#### Extrait choisi ####

Par Ramzy Baroud
Bien que le génocide de la minorité rohingya au Myanmar (Birmanie) ait attiré l’attention des médias ces derniers mois, rien n’indique que la communauté internationale soit prête à agir de manière significative, laissant ainsi des centaines de milliers de réfugiés Rohingyas bloqués dans des camps frontaliers entre le Myanmar et le Bangladesh.
Alors que les hauts fonctionnaires des Nations Unies utilisent le terme “génocide” pour décrire les abus terribles et à grande échelle subis par la minorité Rohingya aux mains de l’armée du Myanmar, des forces de sécurité et des milices bouddhistes, aucun plan d’action pour endiguer le génocide n’a été mis en place .
En moins de six mois, à partir d’août 2017, environ 655 000 réfugiés rohingyas ont fui ou ont été expulsés de l’autre côté de la frontière entre le Myanmar et le Bangladesh. La plupart des “opérations de déminage” – un terme utilisé par l’armée du Myanmar pour décrire le nettoyage ethnique des Rohingyas – ont eu lieu dans l’État de Rakhine.
Dans un récent rapport, Médecins Sans Frontières (MSF) a mis en évidence le terrible bilan pour les Rohingyas durant le premier mois de la campagne génocidaire.

####

Tâche courte =
Poursuivez, s'il vous plaît, le texte sur le génocide des Rohingyas après sa dernière phrase.

#### Données fournies ####

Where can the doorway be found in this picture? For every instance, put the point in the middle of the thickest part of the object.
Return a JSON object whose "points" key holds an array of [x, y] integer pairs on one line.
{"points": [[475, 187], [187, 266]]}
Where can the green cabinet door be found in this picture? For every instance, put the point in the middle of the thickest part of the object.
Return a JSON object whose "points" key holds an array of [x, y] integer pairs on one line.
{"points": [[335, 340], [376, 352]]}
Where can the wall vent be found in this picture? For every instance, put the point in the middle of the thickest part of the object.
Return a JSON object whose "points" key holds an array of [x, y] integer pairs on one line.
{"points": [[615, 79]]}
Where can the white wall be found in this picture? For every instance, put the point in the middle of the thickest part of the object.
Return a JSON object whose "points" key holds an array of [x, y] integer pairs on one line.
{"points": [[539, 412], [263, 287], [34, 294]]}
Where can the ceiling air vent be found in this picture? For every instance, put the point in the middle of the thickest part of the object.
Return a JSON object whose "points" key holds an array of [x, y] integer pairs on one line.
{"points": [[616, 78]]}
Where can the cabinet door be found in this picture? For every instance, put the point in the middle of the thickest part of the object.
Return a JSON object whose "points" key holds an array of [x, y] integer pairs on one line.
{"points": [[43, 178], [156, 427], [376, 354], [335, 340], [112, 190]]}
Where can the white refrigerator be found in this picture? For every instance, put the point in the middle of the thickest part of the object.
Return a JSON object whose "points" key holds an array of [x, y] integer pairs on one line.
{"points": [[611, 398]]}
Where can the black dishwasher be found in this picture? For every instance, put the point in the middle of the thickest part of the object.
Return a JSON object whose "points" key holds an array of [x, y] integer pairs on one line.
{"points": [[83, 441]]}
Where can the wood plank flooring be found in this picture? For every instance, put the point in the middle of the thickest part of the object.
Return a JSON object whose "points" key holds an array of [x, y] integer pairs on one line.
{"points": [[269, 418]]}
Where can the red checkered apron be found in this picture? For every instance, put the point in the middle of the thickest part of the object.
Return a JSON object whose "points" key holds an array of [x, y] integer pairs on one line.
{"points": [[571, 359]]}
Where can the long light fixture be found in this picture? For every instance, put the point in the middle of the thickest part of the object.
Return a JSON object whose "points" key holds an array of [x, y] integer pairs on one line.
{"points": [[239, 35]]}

####

Corrigé =
Au moins 9000 Rohingyas ont été tués entre le 25 août et le 24 septembre, selon MSF. Ce nombre comprend 730 enfants de moins de cinq ans.
Eric Schwartz de Refugees International a décrit ces événements dans une interview avec la radio publique américaine (NPR) comme “l’un des plus grands crimes de mémoire récente – des abus massifs, des relocalisations forcées de centaines de milliers de personnes en quelques semaines”.
Couplé avec de nombreux rapports de viols collectifs, de meurtres purs et simples et d’incendies massifs de villages, les Rohingyas sont laissés sans défense face à des atrocités innommables.
Pire encore, un accord récent entre le Myanmar et le Bangladesh a été conclu pour rapatrier un grand nombre de ces réfugiés, sans aucune garantie pour leur sécurité.
En l’absence de garanties et en raison du fait que les Rohingyas ont été déchus de leur statut légal de citoyens ou d’étrangers légaux au Myanmar, le retour est une entreprise aussi risquée que la fuite.
Le projet de rapatrier les réfugiés rohingyas sans aucune protection, ou sans la garantie de leurs droits fondamentaux, fait partie d’une campagne plus large visant à blanchir les crimes du gouvernement du Myanmar et, une fois de plus, à renoncer à la justice pour les Rohingyas.
Bien que la cruauté vécue par les Rohingyas remonte à plusieurs décennies, une nouvelle campagne de nettoyage ethnique a commencé en 2012, lorsque 100 000 Rohingyas ont été chassés de leurs villages et de leurs villes pour aller vivre dans des camps de réfugiés improvisés.
En 2013, plus de 140 000 personnes ont également été déplacées, une tendance qui s’est poursuivie jusqu’en août dernier, lorsque les épisodes de nettoyage ethnique ont abouti à un génocide total impliquant toutes les branches sécuritaires du gouvernement et défendus par des responsables du Myanmar, dont Aung San Suu Kyi.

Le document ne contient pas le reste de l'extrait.